_Directions for this task:_ Will you return, unchanged and in order, the entries starting with the line containing "Please help me out — the client would like the mcdonald's" and continuing through the line containing "290 214 346 284", with both of those lines included?

_Data extracted from a collection:_
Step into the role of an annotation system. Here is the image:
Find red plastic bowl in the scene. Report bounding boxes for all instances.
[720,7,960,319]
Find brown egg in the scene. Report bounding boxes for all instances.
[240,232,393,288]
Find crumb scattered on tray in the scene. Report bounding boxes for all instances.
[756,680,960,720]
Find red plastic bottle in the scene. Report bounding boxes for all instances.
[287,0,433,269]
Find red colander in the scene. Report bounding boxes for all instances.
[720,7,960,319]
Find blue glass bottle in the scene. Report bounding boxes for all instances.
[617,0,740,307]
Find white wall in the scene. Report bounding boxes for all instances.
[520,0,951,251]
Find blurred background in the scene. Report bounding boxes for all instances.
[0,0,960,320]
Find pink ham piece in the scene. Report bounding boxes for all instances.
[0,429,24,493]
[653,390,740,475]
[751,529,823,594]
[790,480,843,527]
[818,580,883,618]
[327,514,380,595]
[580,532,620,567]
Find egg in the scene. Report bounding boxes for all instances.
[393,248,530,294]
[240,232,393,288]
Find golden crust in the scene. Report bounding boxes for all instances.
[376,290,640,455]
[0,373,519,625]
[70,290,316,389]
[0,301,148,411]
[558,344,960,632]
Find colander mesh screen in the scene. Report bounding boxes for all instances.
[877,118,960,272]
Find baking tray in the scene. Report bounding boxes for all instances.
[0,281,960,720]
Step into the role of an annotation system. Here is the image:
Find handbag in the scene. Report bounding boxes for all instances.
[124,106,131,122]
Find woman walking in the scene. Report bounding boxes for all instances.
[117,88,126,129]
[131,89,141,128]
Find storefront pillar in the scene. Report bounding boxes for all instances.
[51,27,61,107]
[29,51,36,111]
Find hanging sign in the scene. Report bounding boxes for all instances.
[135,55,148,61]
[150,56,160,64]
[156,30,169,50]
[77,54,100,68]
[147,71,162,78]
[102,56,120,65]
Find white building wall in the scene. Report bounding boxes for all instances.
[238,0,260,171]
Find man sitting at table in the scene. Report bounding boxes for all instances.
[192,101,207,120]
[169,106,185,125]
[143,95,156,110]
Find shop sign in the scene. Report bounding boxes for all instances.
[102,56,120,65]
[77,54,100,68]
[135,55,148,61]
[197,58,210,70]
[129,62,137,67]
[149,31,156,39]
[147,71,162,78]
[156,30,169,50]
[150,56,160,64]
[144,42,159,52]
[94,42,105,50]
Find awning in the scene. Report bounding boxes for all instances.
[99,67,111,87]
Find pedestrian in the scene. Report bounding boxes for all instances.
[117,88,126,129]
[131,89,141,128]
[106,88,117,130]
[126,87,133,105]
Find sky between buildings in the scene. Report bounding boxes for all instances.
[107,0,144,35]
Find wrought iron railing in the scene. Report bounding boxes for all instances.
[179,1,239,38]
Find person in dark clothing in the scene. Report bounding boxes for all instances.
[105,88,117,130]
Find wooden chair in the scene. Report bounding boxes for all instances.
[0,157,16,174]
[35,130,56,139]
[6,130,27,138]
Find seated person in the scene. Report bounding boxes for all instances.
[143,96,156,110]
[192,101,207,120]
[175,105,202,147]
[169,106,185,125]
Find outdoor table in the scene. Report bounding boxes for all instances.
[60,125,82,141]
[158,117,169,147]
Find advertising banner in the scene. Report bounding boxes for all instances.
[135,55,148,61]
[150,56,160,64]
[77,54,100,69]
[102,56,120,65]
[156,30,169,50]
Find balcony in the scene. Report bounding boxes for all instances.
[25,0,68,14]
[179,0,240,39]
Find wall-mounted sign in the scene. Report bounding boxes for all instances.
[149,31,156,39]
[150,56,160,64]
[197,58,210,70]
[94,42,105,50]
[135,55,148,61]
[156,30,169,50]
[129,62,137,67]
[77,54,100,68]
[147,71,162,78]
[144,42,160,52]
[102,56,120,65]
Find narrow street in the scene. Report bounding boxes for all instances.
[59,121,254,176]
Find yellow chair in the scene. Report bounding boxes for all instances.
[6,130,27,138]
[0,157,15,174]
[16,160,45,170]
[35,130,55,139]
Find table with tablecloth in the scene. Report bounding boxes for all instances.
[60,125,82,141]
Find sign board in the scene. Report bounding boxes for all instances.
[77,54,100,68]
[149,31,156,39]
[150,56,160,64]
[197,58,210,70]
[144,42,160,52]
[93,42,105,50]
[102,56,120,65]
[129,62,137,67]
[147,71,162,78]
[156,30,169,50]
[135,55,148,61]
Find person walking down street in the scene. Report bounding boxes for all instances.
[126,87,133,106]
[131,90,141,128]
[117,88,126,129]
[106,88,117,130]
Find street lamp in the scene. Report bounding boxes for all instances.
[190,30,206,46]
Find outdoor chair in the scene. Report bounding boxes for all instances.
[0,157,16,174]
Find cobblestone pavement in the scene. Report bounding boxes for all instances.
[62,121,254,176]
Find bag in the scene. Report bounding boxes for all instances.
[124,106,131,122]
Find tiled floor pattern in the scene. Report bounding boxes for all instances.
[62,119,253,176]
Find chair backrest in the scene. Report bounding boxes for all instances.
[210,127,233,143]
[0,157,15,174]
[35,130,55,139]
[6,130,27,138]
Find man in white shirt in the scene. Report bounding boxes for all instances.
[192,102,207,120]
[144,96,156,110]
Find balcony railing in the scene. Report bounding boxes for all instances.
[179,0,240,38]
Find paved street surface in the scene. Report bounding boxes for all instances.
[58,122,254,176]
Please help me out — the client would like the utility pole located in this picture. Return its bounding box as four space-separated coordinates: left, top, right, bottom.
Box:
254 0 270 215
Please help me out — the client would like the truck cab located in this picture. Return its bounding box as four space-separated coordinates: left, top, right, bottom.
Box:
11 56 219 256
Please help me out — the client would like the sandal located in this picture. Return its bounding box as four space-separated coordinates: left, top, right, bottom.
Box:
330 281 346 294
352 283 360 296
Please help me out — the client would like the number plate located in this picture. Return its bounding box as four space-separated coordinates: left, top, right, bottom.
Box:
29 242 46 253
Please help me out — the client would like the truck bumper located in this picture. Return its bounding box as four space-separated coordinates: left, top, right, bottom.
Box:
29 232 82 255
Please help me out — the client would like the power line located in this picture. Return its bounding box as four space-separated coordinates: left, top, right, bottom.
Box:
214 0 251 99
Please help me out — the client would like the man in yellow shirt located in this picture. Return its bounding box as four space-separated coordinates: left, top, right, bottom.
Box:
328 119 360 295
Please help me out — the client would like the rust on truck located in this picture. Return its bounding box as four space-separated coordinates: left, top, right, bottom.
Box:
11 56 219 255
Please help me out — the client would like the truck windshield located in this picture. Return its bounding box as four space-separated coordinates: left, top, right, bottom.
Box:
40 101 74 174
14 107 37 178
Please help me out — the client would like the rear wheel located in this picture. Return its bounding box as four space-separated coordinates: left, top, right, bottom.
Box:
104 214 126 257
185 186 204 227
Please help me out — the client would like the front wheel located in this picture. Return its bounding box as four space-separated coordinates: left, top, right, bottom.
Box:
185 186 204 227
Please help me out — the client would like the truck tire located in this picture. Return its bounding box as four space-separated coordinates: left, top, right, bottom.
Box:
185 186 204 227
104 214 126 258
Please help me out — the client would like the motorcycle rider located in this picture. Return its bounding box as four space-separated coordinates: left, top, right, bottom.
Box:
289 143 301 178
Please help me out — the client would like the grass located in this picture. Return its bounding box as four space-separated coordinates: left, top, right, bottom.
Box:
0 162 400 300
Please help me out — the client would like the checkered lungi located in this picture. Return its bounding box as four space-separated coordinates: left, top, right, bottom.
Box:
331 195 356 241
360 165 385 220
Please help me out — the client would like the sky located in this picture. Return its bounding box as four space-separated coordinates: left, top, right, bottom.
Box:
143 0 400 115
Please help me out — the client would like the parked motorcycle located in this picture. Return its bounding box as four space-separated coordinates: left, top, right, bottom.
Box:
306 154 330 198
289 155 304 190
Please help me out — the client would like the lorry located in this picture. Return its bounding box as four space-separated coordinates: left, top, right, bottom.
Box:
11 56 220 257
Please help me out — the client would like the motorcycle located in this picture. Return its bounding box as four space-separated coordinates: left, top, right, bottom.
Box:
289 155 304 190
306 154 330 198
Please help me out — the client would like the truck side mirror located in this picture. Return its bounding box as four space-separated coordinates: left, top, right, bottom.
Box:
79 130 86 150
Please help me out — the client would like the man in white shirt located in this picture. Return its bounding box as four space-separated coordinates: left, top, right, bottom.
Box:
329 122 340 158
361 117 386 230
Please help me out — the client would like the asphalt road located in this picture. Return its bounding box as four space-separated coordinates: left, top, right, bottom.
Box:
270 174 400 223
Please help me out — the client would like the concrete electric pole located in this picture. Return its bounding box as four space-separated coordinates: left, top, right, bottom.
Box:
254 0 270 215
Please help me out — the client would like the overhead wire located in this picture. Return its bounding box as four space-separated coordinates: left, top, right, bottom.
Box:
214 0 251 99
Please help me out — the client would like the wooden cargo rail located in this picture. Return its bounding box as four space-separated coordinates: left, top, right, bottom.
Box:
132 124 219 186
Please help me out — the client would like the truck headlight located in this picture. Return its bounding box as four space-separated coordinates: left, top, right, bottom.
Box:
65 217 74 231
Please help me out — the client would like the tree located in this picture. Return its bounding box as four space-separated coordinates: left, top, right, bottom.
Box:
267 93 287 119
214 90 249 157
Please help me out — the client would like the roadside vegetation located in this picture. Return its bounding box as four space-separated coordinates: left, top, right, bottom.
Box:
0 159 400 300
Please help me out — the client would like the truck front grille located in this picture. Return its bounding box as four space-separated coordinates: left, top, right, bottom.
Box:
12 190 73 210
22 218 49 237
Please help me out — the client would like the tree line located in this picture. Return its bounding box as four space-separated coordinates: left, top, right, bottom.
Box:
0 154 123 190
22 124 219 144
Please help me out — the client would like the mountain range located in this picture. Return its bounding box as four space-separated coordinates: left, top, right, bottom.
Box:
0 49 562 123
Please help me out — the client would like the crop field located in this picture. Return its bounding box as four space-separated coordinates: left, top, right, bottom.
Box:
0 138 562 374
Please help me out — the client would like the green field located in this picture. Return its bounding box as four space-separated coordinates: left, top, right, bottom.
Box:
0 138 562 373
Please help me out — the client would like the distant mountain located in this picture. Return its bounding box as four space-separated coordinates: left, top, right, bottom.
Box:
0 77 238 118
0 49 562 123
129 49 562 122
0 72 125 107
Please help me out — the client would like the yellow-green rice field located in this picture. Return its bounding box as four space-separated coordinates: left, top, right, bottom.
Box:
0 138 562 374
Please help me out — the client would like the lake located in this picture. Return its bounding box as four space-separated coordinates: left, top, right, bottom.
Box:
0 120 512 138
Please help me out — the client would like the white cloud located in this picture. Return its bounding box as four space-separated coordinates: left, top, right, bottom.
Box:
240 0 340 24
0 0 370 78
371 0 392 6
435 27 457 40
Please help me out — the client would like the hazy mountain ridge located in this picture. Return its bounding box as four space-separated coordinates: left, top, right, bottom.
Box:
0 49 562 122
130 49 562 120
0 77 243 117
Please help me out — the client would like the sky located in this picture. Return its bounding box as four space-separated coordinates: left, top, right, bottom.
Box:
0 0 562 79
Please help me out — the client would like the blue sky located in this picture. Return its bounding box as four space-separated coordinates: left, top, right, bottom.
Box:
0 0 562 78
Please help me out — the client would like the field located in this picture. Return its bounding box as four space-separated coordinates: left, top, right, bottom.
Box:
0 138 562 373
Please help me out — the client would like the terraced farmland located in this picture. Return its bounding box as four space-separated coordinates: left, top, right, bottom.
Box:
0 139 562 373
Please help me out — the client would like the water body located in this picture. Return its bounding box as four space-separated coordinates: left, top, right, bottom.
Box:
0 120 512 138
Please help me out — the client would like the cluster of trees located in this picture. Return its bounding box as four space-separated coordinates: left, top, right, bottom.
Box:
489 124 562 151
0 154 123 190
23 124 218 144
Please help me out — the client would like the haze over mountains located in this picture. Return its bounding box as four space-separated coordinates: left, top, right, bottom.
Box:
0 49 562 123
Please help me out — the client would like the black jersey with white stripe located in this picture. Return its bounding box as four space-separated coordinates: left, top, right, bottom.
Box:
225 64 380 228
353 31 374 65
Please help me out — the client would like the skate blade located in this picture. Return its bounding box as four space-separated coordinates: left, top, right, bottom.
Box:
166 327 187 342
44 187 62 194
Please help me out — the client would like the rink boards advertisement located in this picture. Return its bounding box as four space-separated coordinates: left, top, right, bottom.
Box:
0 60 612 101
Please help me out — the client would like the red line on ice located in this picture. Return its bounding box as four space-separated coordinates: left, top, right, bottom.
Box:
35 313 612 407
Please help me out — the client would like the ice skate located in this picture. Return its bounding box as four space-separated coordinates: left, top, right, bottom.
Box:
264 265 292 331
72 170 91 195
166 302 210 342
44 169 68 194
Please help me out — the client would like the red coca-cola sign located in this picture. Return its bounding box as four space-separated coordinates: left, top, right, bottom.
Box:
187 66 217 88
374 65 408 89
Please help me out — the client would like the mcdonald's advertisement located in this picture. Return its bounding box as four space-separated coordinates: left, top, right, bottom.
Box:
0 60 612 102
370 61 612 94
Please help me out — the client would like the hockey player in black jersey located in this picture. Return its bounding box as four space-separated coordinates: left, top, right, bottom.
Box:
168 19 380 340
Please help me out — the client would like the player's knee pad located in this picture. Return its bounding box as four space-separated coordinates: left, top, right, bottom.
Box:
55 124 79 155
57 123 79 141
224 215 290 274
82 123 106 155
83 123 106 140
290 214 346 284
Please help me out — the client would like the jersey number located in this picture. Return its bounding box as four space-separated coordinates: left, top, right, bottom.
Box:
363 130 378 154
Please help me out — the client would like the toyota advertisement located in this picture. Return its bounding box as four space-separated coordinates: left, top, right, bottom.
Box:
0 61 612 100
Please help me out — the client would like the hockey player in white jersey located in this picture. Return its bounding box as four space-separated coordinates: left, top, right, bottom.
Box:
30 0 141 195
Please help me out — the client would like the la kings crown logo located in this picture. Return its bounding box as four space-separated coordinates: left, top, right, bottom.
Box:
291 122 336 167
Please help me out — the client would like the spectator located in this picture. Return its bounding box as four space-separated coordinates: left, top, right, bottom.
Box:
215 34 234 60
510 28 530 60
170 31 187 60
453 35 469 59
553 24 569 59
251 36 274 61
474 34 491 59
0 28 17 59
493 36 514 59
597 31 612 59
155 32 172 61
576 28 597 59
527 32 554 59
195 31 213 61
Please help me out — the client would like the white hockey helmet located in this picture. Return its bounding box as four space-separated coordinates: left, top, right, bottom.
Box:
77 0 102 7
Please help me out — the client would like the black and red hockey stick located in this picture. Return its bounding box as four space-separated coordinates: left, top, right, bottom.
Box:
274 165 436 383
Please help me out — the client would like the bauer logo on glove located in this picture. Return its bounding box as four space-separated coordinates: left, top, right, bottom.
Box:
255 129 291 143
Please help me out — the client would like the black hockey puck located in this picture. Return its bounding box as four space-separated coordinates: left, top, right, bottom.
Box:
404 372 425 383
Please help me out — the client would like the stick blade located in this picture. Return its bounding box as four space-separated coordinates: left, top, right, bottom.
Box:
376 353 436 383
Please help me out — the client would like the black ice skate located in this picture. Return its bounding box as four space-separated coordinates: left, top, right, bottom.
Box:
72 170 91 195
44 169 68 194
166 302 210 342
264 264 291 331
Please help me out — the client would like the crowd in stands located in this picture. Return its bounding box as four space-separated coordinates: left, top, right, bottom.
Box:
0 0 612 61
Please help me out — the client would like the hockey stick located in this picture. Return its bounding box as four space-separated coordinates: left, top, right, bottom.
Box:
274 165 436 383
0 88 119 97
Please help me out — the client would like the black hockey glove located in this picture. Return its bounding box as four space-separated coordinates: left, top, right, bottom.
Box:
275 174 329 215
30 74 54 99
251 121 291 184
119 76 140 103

_Result:_
Please help me out — the client would like the mcdonald's advertisement located in this picture. Return its bounding box as four space-separated coordinates: left, top, right, bottom.
Box:
0 60 612 102
370 61 612 94
Please help me out — the client would like the hockey player in black jersey located in this picture. Return its bounding box as four space-separated coordinates: left, top, right, bottom.
Box:
168 19 380 340
Please help me out — the client would like the player's knee pad located in this picture. Return its bounding box as four space-separated coordinates: left, top, right, bottom.
Box:
55 124 79 155
57 123 79 141
224 215 290 274
82 123 106 155
83 123 106 140
290 214 346 284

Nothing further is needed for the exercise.